# Aim
Convert the material below into a Markdown table with the columns Row and Line. Begin at the line that contains "is the flagpole?" and continue through the line that contains "(0, 154), (50, 335)", leaving out any blank lines.

# Data for the task
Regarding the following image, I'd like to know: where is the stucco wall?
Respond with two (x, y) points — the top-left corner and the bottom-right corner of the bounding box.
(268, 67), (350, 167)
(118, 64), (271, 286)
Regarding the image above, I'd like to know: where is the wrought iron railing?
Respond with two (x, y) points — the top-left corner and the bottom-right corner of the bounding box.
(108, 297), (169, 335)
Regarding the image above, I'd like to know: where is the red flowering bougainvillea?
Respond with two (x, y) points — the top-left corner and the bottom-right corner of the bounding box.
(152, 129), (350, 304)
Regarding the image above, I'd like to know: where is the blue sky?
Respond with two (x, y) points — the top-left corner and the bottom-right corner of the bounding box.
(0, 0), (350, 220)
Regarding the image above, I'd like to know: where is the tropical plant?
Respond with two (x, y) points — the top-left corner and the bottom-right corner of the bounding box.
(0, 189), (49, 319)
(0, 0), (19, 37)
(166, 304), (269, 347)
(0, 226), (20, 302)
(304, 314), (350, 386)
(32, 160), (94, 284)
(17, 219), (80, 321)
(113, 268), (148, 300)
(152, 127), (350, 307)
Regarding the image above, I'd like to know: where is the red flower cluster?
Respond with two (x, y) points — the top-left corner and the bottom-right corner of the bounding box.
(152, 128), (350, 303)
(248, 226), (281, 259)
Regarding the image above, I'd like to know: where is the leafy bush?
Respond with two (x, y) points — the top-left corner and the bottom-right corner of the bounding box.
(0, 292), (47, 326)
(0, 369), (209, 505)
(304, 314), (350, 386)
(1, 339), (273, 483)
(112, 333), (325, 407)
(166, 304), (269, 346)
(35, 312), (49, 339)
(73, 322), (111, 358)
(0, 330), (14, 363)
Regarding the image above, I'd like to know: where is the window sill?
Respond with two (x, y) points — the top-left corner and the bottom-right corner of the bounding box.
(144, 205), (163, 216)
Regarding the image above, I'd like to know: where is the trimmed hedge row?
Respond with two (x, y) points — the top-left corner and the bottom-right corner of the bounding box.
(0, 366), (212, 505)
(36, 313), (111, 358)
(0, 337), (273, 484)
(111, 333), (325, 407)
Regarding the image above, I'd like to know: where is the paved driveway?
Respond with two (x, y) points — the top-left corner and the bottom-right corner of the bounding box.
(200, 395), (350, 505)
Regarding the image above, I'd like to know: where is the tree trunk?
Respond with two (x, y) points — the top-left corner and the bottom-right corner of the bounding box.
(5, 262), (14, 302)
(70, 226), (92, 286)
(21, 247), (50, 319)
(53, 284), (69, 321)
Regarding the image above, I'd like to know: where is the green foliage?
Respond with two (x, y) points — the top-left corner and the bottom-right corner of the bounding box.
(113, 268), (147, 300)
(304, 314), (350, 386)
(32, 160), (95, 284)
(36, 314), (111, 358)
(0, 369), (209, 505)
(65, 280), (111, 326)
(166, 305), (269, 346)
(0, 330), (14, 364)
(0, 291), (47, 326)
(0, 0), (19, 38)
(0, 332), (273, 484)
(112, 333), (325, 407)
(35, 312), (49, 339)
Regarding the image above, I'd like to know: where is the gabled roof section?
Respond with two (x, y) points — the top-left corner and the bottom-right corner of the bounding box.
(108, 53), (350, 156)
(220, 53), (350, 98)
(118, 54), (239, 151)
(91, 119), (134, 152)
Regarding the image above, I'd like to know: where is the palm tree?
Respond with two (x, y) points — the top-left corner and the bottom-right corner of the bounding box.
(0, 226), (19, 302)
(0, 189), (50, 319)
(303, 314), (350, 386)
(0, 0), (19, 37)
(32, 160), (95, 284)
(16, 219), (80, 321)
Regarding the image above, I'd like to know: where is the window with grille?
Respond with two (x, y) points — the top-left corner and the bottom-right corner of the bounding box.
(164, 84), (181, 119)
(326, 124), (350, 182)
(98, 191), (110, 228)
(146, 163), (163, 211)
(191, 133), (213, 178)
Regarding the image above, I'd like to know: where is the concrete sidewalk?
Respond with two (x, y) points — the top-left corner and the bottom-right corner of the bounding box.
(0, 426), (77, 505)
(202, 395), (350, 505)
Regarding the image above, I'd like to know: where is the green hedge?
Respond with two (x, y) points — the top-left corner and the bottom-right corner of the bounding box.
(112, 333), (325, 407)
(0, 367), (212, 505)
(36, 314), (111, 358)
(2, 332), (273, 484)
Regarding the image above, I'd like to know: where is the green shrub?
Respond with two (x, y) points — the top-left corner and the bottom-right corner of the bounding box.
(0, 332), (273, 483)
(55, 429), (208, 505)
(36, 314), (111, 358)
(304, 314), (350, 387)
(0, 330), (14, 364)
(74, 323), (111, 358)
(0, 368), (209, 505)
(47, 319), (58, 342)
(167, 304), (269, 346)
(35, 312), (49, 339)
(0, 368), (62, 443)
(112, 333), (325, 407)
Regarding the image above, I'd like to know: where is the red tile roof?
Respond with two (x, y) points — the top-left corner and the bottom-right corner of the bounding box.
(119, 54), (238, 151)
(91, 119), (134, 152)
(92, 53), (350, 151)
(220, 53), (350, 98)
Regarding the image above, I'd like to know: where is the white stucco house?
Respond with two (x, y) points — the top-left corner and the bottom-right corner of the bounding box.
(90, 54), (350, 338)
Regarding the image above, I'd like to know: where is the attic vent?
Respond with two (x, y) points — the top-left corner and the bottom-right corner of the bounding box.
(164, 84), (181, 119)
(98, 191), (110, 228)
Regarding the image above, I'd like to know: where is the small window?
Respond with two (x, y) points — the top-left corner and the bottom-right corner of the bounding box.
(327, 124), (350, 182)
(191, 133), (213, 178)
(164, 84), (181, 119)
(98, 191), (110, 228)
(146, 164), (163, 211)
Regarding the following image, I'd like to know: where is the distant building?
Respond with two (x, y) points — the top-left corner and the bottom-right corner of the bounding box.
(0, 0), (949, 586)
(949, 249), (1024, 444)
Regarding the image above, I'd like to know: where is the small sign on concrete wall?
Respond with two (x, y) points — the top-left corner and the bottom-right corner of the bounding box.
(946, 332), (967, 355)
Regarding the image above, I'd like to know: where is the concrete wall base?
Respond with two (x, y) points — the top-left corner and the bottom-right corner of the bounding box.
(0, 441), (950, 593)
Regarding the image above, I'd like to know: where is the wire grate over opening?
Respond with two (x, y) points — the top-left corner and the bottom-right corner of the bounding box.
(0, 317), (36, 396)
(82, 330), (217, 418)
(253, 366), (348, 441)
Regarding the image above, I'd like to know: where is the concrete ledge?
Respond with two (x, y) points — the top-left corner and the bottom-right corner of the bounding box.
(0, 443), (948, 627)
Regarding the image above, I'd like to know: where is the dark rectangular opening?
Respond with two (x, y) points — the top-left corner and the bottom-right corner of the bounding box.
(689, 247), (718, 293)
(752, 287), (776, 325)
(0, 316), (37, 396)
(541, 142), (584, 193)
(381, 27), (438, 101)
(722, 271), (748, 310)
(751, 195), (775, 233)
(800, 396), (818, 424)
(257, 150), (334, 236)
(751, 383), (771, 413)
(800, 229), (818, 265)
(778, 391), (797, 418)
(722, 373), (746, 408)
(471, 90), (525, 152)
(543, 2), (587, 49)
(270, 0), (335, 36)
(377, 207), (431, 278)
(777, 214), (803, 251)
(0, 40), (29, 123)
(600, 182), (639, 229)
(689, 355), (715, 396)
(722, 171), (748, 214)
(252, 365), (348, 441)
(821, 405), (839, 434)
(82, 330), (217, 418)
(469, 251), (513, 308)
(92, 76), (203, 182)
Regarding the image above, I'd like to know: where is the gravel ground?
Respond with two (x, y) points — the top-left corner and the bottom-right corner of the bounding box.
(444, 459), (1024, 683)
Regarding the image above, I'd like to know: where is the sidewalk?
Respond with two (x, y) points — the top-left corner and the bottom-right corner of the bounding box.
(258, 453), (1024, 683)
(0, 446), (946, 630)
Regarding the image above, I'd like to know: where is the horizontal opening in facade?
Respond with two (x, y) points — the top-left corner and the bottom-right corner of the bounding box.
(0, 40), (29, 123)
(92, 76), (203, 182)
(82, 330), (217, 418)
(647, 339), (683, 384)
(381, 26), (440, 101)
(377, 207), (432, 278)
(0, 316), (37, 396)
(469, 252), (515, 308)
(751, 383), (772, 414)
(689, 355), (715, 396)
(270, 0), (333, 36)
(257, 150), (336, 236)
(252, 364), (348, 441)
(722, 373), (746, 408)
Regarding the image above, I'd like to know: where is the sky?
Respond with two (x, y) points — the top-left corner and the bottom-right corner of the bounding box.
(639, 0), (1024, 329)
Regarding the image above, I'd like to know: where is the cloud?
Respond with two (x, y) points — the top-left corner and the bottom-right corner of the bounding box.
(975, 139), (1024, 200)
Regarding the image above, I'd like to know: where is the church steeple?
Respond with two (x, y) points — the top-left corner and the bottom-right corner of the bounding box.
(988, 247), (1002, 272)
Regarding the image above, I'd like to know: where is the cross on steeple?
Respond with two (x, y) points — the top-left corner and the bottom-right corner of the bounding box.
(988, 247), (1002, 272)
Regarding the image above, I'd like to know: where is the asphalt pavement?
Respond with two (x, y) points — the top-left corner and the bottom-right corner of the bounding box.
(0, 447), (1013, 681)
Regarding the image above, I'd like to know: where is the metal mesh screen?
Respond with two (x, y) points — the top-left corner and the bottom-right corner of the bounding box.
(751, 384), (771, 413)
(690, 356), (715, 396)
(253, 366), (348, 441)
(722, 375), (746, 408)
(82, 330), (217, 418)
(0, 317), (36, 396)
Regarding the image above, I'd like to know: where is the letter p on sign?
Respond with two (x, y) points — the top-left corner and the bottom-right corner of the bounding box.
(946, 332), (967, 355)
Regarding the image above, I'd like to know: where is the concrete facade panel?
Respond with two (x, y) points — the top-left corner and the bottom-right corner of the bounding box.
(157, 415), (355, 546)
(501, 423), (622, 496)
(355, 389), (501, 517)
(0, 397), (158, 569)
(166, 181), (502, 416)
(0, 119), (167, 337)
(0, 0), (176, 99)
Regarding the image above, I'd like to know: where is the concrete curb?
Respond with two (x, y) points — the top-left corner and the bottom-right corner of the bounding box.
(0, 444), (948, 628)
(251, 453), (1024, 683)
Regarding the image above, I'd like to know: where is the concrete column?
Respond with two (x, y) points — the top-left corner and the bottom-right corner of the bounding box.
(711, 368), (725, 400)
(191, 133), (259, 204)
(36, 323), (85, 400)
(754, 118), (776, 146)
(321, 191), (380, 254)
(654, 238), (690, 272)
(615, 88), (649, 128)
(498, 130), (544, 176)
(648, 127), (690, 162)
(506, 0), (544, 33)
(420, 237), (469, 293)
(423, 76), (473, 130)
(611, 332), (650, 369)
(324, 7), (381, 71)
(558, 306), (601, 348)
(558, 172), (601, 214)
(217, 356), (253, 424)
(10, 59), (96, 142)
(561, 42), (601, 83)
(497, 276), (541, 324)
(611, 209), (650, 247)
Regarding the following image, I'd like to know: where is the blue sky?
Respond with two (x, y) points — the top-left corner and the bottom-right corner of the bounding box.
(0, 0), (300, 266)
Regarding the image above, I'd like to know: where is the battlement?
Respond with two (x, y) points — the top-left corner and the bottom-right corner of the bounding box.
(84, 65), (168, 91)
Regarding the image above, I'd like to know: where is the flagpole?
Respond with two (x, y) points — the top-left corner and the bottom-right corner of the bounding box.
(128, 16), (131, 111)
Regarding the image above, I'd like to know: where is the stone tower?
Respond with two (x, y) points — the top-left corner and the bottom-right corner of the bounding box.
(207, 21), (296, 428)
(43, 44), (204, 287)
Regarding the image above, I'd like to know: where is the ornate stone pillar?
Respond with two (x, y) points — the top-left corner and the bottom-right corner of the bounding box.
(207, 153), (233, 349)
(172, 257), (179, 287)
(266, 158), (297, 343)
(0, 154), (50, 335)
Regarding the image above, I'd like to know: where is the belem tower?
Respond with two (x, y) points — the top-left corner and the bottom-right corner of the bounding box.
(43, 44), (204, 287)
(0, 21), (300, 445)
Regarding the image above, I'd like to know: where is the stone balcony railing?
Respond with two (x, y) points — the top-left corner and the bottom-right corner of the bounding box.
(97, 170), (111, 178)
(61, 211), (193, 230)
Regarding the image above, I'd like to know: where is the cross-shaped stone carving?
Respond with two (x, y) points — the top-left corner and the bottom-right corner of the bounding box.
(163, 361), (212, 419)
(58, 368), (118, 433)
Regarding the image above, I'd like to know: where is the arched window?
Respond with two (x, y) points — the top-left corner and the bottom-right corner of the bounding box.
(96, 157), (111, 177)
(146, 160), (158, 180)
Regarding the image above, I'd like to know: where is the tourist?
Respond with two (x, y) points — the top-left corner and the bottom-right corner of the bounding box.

# Complete output
| Row | Line |
|---|---|
| 1 | Regarding the image above, I'd like to know: where is the flagpole? |
| 2 | Respond with two (x, y) points — the top-left corner and the bottom-right corner of the bounding box. |
| 3 | (128, 16), (131, 111) |
| 4 | Regarding the image above, I'd like to know: where is the stone tower? |
| 5 | Respond with two (x, y) points — the top-left corner and the bottom-right corner of the bounding box. |
| 6 | (207, 21), (296, 428) |
| 7 | (43, 44), (204, 287) |
| 8 | Regarding the image above, I'd like to know: where is the ornate stone pillar? |
| 9 | Respond with two (x, y) points — the top-left corner and the bottom-right corner of the bounding box. |
| 10 | (207, 153), (233, 349) |
| 11 | (172, 257), (179, 287) |
| 12 | (266, 158), (297, 343) |
| 13 | (0, 154), (50, 335) |